:: Prompt ::
Where in the data does the word "outline" appear? Find those lines and copy them.
** Data supplied follows **
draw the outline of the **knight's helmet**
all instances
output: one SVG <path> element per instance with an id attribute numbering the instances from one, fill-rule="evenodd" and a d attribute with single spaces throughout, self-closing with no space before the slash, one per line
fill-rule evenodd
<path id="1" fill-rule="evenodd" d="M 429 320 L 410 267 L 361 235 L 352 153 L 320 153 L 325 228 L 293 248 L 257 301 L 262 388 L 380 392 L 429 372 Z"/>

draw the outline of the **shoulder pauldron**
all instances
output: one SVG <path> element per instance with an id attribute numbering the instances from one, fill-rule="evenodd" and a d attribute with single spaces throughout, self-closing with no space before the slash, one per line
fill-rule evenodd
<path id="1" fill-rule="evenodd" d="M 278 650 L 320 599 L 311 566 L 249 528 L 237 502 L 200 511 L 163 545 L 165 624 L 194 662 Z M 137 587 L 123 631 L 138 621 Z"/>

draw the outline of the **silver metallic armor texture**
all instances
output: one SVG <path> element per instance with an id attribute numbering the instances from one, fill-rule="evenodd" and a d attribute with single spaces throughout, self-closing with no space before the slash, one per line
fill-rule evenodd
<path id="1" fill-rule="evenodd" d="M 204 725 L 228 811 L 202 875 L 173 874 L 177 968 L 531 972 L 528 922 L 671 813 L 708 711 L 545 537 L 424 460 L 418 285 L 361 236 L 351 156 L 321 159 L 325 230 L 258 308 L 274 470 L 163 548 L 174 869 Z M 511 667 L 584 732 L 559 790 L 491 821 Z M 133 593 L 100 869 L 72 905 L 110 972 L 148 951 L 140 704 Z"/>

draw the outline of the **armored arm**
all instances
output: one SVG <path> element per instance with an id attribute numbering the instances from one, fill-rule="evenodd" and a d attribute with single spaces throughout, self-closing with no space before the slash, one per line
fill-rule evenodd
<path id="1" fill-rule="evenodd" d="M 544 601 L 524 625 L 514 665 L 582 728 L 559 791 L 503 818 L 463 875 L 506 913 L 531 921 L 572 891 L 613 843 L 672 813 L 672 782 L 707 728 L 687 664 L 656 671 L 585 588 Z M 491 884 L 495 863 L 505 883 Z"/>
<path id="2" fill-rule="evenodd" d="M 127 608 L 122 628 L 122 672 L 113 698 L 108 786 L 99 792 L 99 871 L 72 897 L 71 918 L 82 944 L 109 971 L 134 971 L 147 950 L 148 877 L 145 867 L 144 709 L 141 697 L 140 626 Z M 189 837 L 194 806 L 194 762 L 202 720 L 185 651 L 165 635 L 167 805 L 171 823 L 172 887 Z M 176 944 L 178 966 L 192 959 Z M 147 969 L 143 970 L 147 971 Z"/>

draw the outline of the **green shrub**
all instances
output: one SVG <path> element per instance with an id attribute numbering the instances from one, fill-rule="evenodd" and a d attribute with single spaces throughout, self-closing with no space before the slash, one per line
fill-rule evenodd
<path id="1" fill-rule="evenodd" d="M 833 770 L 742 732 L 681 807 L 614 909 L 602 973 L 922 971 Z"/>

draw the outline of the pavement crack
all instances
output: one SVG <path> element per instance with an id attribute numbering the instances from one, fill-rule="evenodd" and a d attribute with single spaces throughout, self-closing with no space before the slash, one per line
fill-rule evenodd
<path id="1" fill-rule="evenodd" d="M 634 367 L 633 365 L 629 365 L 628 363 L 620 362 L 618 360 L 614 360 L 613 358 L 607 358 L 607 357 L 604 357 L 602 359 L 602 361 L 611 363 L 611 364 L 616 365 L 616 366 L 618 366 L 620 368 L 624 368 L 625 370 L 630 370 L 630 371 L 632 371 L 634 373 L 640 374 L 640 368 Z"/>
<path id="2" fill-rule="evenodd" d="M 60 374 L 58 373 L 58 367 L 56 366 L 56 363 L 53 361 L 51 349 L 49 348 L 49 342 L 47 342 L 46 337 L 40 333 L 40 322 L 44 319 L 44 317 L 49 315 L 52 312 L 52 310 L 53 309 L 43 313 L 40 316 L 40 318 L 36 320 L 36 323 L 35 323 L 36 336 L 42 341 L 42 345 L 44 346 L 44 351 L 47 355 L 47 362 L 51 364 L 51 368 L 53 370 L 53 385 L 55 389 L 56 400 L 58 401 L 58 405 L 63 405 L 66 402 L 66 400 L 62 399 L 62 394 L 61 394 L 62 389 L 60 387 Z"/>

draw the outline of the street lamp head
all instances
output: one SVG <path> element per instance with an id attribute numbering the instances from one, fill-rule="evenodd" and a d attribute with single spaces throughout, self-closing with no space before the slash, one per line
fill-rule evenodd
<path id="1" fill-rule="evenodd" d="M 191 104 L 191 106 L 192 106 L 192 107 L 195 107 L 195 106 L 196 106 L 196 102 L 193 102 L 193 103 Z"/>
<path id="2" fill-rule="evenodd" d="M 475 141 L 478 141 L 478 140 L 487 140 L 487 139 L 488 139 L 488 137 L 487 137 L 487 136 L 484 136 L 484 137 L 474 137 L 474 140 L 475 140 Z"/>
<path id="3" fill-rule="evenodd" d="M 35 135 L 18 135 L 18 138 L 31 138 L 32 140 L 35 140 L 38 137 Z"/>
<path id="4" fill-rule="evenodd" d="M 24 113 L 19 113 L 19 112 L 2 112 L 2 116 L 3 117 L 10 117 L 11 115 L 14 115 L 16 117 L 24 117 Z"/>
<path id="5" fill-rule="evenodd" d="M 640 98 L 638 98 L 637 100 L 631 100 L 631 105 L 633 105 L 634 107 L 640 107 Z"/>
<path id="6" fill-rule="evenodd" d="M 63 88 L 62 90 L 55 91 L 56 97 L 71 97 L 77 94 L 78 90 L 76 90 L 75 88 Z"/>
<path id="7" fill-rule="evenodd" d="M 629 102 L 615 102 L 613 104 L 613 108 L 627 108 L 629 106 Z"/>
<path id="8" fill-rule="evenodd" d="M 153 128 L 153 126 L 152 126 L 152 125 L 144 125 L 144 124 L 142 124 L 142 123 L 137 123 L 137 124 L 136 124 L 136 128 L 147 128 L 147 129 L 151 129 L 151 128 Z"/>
** End of Data supplied **
:: Response area ::
draw the outline of the **knight's helmet**
draw the outline of the **shoulder pauldron**
draw the outline of the **silver metallic armor texture**
draw the outline of the **armored arm**
draw the outline of the **green shrub**
draw the outline of the pavement crack
draw the outline of the street lamp head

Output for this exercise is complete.